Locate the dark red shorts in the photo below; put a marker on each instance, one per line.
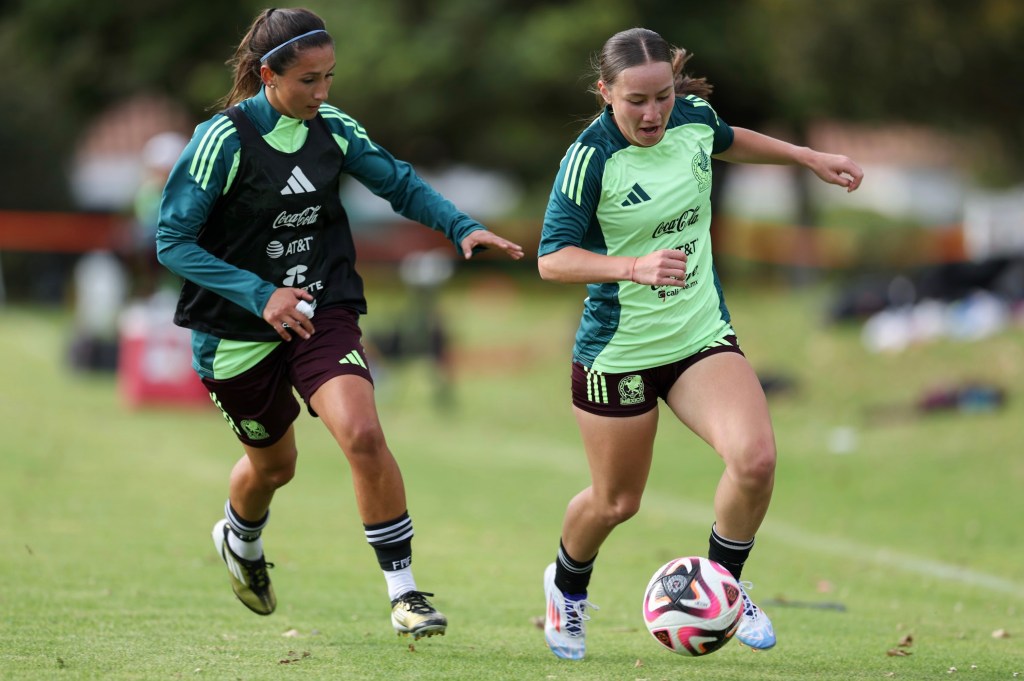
(259, 405)
(636, 392)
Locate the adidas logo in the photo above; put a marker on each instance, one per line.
(352, 358)
(298, 183)
(636, 196)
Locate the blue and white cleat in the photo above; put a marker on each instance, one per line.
(564, 620)
(755, 627)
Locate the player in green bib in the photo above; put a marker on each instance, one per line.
(630, 216)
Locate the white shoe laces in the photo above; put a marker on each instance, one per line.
(576, 614)
(750, 609)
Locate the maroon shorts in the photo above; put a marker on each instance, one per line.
(259, 405)
(636, 392)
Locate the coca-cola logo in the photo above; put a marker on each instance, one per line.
(295, 220)
(687, 218)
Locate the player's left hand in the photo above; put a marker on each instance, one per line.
(837, 169)
(484, 239)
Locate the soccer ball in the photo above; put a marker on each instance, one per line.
(692, 605)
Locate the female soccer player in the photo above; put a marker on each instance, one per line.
(629, 216)
(251, 218)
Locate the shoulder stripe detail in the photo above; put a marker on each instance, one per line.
(697, 101)
(576, 171)
(347, 121)
(209, 147)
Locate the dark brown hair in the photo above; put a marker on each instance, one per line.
(271, 29)
(638, 46)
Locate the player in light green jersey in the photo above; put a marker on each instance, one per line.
(630, 216)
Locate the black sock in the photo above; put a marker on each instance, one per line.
(729, 553)
(247, 530)
(392, 541)
(572, 577)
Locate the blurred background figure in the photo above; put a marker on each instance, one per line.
(158, 158)
(419, 331)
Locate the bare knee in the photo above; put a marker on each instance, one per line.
(276, 473)
(619, 509)
(752, 464)
(363, 439)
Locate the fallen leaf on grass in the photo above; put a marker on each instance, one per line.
(294, 656)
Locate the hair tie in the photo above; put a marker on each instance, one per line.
(289, 42)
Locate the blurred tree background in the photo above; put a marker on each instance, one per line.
(503, 84)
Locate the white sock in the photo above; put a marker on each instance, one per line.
(399, 582)
(243, 549)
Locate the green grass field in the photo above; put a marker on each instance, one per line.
(912, 526)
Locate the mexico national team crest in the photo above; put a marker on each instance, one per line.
(701, 169)
(254, 429)
(631, 390)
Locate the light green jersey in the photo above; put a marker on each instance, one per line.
(612, 198)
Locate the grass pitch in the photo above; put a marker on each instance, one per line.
(892, 550)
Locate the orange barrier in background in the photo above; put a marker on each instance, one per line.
(59, 232)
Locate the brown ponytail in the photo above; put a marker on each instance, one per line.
(270, 29)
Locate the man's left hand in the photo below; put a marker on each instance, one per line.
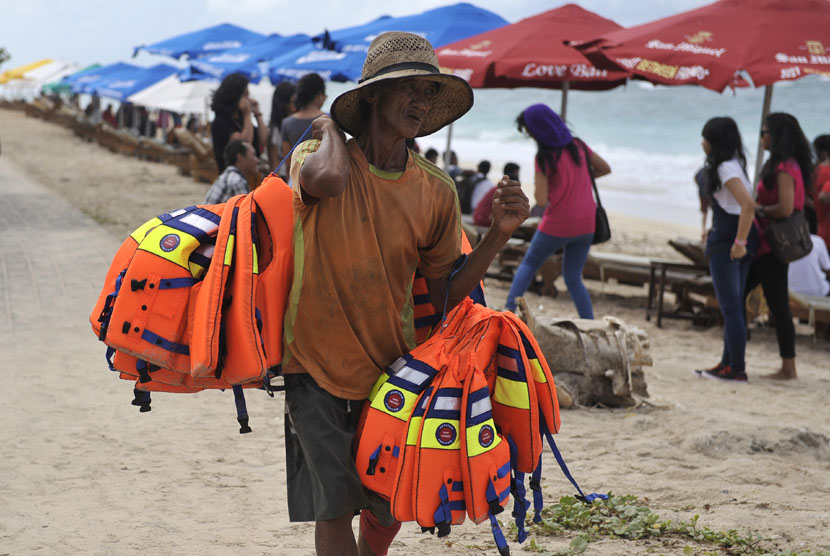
(510, 206)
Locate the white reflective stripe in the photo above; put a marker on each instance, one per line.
(480, 407)
(395, 367)
(412, 375)
(448, 403)
(200, 222)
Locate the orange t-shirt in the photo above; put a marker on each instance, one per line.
(350, 310)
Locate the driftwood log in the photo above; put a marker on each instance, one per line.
(592, 361)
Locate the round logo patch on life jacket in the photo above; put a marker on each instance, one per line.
(394, 401)
(169, 242)
(445, 434)
(486, 436)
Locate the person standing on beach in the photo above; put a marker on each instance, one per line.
(821, 186)
(234, 109)
(368, 212)
(563, 187)
(731, 241)
(309, 98)
(780, 192)
(240, 170)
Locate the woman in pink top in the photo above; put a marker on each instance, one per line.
(563, 187)
(778, 194)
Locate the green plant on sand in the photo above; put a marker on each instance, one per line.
(626, 517)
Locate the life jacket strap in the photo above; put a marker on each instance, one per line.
(106, 312)
(581, 496)
(141, 399)
(536, 487)
(498, 536)
(443, 515)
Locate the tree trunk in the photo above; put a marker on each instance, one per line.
(593, 361)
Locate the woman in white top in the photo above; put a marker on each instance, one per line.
(731, 241)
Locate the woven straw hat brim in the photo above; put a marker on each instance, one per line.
(454, 99)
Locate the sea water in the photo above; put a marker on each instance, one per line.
(650, 135)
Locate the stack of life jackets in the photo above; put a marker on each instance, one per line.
(188, 300)
(194, 299)
(452, 427)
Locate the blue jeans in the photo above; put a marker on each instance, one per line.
(729, 278)
(543, 246)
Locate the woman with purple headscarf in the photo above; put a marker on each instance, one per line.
(563, 187)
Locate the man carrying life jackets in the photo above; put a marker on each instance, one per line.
(368, 212)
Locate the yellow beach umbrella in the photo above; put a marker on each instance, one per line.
(17, 73)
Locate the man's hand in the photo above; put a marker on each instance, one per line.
(510, 207)
(322, 124)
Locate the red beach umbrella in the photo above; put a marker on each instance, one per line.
(722, 44)
(531, 53)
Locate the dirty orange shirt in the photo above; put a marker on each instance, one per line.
(350, 310)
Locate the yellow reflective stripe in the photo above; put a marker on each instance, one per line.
(379, 402)
(430, 429)
(474, 446)
(378, 383)
(229, 251)
(538, 373)
(180, 254)
(142, 231)
(511, 393)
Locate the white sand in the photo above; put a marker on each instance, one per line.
(83, 472)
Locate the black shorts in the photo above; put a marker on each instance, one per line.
(322, 480)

::::::

• **Try it**:
From the line that contains "Locate the yellow reflective" through the last line of the listing, every line is to be restated word for word, both ends included.

• **Task output**:
Locate the yellow reflective stripe in the photo above; put a marker on each instance, one per line.
(379, 402)
(430, 429)
(474, 446)
(378, 383)
(229, 251)
(538, 373)
(180, 254)
(142, 231)
(511, 393)
Locate the white sand in the photo above; put a marker on each instance, one per line.
(83, 472)
Locate the black shorts in the photo above; put a marker on each instance, one per line.
(322, 480)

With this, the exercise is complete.